#### Task objective:
Records follow. Select each line holding "building".

(Natural language region descriptions)

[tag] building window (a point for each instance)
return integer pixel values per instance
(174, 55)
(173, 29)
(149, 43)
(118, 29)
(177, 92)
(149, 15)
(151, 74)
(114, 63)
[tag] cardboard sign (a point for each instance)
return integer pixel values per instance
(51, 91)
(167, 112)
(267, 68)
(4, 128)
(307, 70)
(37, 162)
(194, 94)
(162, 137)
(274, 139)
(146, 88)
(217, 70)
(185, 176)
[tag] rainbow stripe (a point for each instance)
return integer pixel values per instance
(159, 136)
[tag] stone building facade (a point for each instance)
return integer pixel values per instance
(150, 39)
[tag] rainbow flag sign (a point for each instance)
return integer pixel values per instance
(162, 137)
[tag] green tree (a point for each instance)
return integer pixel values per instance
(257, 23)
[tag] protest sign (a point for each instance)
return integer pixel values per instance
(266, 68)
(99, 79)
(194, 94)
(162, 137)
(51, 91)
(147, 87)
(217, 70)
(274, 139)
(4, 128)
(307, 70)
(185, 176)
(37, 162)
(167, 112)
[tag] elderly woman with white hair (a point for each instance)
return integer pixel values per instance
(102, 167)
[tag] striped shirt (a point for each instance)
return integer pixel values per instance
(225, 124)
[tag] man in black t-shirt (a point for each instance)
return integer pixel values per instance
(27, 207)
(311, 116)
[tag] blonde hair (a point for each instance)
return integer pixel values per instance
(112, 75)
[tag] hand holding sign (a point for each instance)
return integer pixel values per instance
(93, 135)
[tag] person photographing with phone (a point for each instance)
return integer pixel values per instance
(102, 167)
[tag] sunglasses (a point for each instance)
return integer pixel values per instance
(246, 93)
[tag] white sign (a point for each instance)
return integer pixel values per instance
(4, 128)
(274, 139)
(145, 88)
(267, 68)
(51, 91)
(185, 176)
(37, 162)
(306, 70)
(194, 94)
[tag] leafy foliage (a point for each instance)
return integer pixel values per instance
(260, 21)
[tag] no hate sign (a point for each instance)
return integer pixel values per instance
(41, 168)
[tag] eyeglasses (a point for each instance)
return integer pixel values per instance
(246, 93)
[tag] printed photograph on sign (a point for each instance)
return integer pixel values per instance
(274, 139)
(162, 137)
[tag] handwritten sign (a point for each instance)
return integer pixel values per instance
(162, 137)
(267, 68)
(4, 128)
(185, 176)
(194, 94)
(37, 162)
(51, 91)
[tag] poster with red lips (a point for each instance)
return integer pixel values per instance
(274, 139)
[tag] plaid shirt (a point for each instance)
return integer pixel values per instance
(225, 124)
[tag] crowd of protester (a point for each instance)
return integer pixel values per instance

#### Exercise answer:
[tag] building window (a point for each instance)
[tag] stone building facade (a point for each instance)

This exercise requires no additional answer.